### Your assignment
Continue the piece on art therapy and the new undergraduate program, picking up right after its last paragraph.

### Source text

Start of Block

Ma said that the essence of art has always carried a therapeutic dimension. "In ancient times, scholars played the zither to calm the heart, practiced calligraphy to cultivate temperament, or splashed ink to convey emotion. The goal was never merely technical mastery, but the cultivation of character, the settling of the spirit and the harmonization of emotion."

He said the establishment of an art therapy undergraduate program is a catalyst for art to enter society more comprehensively. "From rural cultural vitalization and the shaping of urban public spaces, to the aesthetic development of young people and the enhancement of national cultural literacy, art will become a foundational force in nurturing the social and spiritual ecosystem," he said. "This is not only a humanistic concern for individual lives, but also a positive shaping of society's collective spirit. When art sheds its utilitarian veneer and becomes an essential part of everyday life, society itself will become warmer and more harmonious."

End of Block

### Data excerpts

Start of Block

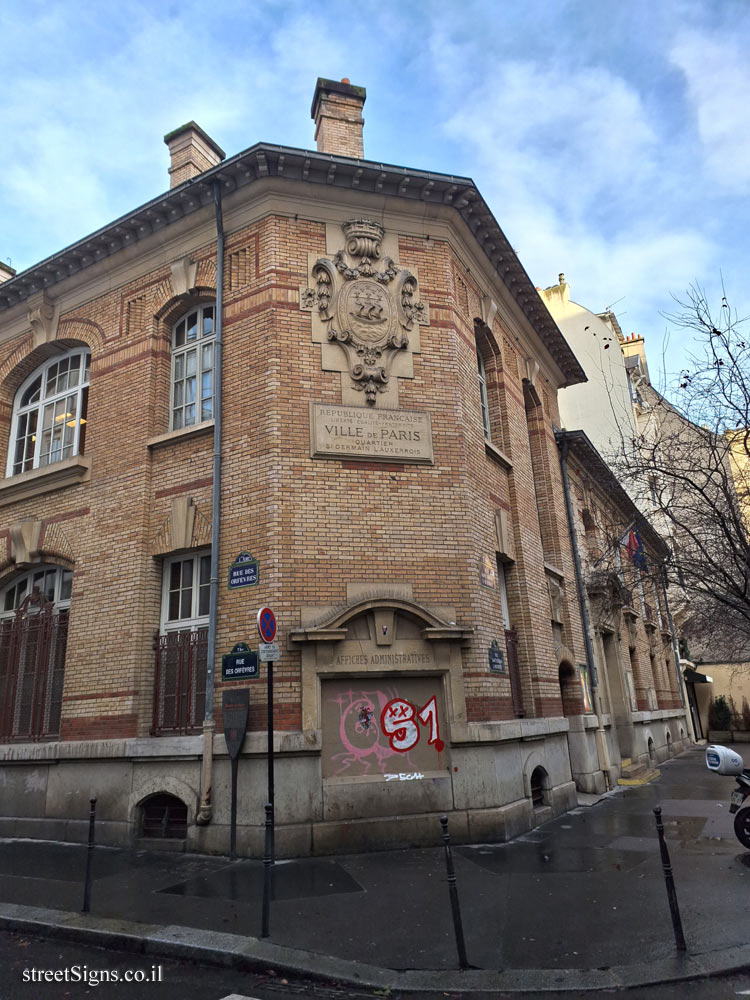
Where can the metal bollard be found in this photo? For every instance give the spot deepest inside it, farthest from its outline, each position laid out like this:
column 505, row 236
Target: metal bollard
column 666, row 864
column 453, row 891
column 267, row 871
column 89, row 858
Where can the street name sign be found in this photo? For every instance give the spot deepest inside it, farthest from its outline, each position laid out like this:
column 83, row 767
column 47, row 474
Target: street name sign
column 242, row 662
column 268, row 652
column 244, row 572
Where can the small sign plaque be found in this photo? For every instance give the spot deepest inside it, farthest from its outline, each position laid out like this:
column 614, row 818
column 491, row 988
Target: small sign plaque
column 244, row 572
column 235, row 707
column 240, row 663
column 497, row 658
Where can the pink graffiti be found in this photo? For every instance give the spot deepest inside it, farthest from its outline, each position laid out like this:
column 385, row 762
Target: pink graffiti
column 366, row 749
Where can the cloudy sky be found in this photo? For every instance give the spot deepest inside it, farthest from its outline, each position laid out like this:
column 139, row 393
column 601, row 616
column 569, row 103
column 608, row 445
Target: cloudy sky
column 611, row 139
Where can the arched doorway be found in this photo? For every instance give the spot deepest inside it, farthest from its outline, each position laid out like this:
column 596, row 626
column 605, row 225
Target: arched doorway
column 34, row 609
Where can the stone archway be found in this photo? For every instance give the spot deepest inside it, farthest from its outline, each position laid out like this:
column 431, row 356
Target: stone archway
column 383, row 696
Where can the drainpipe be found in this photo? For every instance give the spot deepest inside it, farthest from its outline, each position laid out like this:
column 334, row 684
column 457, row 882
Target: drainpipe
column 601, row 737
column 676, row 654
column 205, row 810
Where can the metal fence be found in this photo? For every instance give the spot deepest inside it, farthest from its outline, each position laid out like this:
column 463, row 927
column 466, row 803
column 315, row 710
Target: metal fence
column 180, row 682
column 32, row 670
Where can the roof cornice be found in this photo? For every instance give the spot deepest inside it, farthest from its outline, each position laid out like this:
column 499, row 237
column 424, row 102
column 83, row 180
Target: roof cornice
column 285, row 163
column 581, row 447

End of Block

### Written answer
However, as art therapy sits at the intersection of art, psychology, education and healthcare, universities must balance artistic training with clinical competence, ensuring graduates possess both creative sensitivity and therapeutic expertise.

Another challenge involves theory building. As universities expand programs, experts have called for knowledge systems grounded in Chinese cultural contexts and social realities. Standardization presents an additional hurdle: curriculum design, professional certification, employment qualifications and evaluation systems all require clarity.

The distinction between "therapy" and "healing" further complicates matters. As China's public health agenda increasingly emphasizes prevention alongside treatment, arts-based interventions have growing potential in student mental health, dementia prevention, maternal well-being and community care.

Li Hongju, director of the art therapy research center of Beijing Normal University, said that China's art therapy field is at a critical juncture, transitioning from "unregulated growth" toward "standardized development".

"The immediate priority is to establish clear talent evaluation systems and professional ethical standards," she said. "Only by defining the boundaries between professional art therapy, general art education and recreational art training — while specifying course content, practitioner qualifications, practical procedures and ethical guidelines — can we prevent industry-wide homogenization and ensure the healthy, orderly development of the field."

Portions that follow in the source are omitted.